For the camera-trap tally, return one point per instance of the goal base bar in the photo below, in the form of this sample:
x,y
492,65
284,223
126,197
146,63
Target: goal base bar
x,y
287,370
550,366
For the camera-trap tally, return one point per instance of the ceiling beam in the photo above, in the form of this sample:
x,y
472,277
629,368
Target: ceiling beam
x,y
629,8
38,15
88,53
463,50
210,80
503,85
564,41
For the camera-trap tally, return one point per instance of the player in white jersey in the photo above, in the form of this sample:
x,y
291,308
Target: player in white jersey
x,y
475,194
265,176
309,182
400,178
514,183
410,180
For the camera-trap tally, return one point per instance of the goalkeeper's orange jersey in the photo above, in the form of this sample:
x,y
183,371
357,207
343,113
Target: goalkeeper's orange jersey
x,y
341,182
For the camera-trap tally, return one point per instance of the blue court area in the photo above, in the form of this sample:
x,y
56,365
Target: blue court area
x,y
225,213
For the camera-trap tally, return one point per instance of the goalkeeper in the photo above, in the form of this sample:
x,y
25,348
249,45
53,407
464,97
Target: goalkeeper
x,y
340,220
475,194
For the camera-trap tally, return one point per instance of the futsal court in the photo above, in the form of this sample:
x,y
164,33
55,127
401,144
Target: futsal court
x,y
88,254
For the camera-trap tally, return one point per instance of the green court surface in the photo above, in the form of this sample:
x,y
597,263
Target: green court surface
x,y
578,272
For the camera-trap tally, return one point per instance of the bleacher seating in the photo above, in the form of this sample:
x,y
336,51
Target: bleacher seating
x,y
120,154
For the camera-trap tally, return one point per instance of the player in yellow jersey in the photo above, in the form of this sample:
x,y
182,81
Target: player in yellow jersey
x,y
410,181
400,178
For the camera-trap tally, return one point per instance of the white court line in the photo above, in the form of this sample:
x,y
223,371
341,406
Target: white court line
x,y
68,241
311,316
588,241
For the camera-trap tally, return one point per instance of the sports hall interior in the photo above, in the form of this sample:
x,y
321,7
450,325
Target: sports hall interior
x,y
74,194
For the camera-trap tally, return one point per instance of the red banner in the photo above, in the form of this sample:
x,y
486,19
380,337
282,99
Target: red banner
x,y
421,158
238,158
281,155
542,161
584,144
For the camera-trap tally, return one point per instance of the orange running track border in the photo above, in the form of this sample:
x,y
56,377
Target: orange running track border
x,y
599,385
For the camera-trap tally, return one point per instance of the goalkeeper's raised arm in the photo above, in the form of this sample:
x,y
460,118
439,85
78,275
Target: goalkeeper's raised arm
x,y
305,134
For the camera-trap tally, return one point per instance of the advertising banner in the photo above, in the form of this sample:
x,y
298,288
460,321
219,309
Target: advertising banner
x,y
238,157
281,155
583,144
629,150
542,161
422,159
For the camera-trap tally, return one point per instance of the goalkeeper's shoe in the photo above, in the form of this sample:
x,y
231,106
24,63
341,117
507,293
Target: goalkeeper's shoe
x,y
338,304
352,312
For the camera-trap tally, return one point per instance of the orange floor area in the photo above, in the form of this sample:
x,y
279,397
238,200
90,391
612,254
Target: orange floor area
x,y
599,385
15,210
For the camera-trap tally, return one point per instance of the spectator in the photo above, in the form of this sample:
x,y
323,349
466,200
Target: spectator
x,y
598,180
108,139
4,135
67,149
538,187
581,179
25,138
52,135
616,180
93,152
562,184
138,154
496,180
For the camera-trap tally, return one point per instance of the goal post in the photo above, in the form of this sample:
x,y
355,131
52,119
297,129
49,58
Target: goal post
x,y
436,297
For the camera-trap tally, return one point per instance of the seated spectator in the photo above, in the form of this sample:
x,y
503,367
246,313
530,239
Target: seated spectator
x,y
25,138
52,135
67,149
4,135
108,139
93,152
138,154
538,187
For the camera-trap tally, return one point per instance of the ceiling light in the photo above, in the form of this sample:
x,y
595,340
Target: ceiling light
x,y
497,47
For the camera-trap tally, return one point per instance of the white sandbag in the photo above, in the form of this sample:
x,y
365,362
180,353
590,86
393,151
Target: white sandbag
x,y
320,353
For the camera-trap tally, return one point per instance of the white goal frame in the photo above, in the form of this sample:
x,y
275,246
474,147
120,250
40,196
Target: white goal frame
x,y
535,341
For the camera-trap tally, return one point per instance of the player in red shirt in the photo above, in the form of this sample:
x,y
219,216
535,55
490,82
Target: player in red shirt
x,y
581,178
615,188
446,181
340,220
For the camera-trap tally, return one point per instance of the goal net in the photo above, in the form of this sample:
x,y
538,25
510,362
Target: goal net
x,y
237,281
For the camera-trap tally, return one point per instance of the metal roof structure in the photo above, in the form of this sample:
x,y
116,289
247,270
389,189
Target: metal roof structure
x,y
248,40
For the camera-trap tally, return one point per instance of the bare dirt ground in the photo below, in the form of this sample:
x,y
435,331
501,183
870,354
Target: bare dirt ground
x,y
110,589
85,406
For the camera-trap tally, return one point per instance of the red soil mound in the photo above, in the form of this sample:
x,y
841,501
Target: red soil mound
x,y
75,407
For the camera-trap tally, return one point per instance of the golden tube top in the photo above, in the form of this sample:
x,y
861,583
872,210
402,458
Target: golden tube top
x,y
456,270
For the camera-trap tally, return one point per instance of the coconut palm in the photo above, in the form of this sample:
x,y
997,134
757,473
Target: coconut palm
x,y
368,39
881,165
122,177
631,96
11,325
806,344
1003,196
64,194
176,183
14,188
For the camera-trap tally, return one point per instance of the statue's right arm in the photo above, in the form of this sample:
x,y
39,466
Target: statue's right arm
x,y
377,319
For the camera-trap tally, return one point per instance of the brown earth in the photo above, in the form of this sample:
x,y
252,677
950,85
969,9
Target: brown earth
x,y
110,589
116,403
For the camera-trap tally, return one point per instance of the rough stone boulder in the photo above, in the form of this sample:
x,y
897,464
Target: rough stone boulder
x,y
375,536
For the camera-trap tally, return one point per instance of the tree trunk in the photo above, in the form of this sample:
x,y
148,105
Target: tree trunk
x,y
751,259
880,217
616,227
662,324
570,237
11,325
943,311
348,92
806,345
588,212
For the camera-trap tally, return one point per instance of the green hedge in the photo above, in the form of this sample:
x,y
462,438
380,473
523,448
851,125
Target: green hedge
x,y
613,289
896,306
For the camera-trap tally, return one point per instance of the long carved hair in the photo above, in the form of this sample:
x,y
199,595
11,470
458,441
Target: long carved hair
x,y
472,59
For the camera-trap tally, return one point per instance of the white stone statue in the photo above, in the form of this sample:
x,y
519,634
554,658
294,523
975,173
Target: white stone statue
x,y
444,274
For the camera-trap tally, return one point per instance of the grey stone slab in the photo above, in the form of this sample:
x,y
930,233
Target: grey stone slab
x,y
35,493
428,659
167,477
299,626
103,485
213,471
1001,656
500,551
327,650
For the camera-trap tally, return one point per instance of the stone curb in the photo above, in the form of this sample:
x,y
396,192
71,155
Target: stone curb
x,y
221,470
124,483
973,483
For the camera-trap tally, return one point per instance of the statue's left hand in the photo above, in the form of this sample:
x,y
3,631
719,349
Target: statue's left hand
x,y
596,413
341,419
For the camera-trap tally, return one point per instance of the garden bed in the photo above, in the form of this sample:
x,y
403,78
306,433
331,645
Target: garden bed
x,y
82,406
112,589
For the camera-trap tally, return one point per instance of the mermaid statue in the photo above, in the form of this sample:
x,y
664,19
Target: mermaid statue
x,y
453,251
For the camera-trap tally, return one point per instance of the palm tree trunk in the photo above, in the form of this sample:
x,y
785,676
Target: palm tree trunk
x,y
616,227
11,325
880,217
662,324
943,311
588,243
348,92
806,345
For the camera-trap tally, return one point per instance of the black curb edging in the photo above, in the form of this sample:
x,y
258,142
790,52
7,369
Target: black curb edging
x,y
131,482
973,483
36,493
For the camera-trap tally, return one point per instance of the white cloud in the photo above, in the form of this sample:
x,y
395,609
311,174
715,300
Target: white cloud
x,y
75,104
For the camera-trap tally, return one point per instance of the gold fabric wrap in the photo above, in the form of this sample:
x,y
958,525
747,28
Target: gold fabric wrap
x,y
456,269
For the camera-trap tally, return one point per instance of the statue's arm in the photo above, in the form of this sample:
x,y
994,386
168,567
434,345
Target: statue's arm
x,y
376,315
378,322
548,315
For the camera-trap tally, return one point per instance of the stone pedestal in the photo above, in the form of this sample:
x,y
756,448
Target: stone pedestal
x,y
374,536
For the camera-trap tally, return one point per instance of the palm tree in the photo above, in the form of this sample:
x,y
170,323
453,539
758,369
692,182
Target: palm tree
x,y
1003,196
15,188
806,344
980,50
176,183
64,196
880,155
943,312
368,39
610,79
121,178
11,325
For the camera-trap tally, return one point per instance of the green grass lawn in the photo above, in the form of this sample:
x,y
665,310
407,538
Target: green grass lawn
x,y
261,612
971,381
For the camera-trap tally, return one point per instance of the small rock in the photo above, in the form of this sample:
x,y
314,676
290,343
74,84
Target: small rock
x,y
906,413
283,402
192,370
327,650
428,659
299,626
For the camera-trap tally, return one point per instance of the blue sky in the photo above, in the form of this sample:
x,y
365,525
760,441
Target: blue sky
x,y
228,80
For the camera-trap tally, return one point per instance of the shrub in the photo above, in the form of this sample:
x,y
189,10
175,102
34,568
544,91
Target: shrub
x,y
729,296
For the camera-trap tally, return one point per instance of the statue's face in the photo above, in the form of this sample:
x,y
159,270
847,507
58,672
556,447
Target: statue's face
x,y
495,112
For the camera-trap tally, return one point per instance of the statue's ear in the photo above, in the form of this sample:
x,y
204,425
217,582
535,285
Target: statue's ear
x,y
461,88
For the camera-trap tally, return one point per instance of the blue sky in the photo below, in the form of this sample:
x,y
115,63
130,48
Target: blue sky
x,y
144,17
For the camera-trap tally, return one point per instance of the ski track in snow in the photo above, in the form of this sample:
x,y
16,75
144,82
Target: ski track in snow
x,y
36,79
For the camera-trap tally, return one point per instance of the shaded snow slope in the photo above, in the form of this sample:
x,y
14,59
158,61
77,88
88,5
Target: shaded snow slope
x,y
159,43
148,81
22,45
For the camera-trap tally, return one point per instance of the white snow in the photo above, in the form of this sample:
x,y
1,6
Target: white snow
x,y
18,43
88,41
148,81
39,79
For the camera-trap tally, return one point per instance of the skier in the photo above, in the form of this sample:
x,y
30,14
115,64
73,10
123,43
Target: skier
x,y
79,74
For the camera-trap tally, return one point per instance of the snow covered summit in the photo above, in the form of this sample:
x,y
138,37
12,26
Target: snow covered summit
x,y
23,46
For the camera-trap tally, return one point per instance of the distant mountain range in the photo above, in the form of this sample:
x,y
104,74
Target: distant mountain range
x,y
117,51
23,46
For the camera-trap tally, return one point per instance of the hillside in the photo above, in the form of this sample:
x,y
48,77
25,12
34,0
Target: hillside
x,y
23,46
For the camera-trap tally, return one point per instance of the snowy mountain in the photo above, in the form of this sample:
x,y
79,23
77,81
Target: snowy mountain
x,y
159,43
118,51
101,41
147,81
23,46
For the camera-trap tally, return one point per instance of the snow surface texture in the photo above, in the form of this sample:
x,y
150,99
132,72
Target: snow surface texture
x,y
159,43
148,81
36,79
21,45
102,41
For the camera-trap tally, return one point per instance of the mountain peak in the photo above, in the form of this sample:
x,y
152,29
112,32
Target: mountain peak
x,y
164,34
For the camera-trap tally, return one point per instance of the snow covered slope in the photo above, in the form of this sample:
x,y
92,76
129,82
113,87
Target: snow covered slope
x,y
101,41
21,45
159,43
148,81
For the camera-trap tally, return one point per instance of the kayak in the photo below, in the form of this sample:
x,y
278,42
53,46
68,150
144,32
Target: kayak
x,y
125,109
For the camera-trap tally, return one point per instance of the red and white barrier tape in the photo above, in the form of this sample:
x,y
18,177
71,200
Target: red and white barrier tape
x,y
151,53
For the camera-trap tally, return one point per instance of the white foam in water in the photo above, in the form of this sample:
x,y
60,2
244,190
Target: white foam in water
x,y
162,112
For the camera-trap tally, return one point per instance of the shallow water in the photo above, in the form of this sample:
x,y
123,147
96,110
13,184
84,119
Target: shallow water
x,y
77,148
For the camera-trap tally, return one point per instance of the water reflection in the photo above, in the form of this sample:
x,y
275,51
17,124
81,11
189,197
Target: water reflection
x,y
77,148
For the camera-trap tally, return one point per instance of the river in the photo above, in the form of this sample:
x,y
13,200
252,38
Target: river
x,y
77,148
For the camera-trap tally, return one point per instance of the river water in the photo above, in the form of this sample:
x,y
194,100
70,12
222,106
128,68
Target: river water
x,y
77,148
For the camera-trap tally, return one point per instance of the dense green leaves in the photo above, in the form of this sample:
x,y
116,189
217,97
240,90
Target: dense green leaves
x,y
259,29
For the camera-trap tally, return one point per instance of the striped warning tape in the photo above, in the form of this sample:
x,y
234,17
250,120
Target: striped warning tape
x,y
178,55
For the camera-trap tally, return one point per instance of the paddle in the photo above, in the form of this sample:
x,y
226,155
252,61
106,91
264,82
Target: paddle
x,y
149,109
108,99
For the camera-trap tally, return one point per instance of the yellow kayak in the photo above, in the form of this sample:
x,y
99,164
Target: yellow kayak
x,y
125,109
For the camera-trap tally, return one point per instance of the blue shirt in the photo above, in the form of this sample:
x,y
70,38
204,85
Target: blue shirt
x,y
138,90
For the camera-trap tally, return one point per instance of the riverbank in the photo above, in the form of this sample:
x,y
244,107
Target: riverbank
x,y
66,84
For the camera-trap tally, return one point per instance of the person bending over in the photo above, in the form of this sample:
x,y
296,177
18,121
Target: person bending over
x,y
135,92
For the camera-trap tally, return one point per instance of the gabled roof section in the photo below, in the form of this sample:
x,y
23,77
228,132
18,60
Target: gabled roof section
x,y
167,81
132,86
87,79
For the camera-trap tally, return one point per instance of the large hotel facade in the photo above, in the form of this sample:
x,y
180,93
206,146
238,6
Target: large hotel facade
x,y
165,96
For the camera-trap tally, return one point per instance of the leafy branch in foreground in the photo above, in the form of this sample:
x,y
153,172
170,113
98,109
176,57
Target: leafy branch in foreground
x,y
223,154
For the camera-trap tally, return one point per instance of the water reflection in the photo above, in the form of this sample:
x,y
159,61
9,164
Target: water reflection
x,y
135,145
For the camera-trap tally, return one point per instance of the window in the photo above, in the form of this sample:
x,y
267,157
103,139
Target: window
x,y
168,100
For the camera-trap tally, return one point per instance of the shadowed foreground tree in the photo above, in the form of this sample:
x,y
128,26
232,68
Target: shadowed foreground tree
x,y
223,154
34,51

What you need to do: Begin with the line that contains "of the striped" and end with the last line of the records; set down every line in that span exactly, and nothing else.

Result for this task:
For the camera-trap tally, return one point per instance of the striped warning tape in the photo above, in the form of this sample:
x,y
234,17
250,120
Target: striped warning tape
x,y
178,55
For the camera-trap tally, return one point per instance of the paddle in the photo above, in the form of this sample:
x,y
226,155
252,61
106,91
264,82
Target: paddle
x,y
149,109
108,99
For the camera-trap tally, return one point per instance of the yellow kayak in the photo above, in the form of this sample:
x,y
99,164
Target: yellow kayak
x,y
125,109
For the camera-trap tally, return one point per instance of the blue shirt in the photo above, in the form of this sample:
x,y
70,38
204,85
Target: blue shirt
x,y
138,90
For the camera-trap tally, return one point per instance of the riverbank in the photo above, in the form of this sample:
x,y
244,107
Target: riverbank
x,y
66,84
For the camera-trap tally, return one point per instance of the person bending over in the photo above, in the form of this sample:
x,y
296,177
18,121
Target: person bending over
x,y
135,92
For the camera-trap tally, return one point per instance of the gabled roof section in the photo below, in the form of this sample:
x,y
23,77
228,132
18,60
Target: gabled roof section
x,y
167,81
132,86
87,79
For the camera-trap tally, return one point per instance of the large hotel facade in the photo above, in the form of this sample:
x,y
180,93
206,146
238,6
Target: large hotel facade
x,y
165,96
For the camera-trap tally, return one point per instance of the leafy branch in foreground in the photo above, in the form of this sample:
x,y
153,172
170,113
98,109
176,57
Target: leafy branch in foreground
x,y
223,154
For the camera-trap tally, return one point per instance of the water reflection in the photo above, in the form of this sample:
x,y
159,61
9,164
Target: water reflection
x,y
135,145
For the camera-trap tally, return one point per instance of the window in the photo above, in the form of this sample:
x,y
267,157
103,139
Target: window
x,y
168,100
For the camera-trap tally, return one point per instance of the shadowed foreground tree in the photo above, in the form of this sample:
x,y
128,26
232,68
Target: shadowed foreground tree
x,y
223,154
34,51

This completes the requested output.